WRITTEN TASK
Render every line of the material below as a Markdown table with the columns Row and Entry, numbering each line and leaving out blank lines.

RECORDS SUPPLIED
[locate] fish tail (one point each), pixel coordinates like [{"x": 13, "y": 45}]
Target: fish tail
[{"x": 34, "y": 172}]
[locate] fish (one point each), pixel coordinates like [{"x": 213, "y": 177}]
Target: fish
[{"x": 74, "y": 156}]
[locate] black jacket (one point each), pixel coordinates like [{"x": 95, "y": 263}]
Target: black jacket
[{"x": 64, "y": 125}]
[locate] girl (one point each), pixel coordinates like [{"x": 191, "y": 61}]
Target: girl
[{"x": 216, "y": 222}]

RESPONSE
| Row | Entry |
|---|---|
| 1 | [locate] fish tail (one point each), pixel coordinates like [{"x": 13, "y": 45}] |
| 2 | Target: fish tail |
| 3 | [{"x": 34, "y": 172}] |
| 4 | [locate] fish (one point each), pixel coordinates like [{"x": 213, "y": 177}] |
| 5 | Target: fish |
| 6 | [{"x": 74, "y": 156}] |
| 7 | [locate] black jacket (one point each), pixel coordinates like [{"x": 95, "y": 263}] |
| 8 | Target: black jacket |
| 9 | [{"x": 64, "y": 125}] |
| 10 | [locate] girl (one point each), pixel coordinates like [{"x": 191, "y": 61}] |
| 11 | Target: girl |
| 12 | [{"x": 216, "y": 222}] |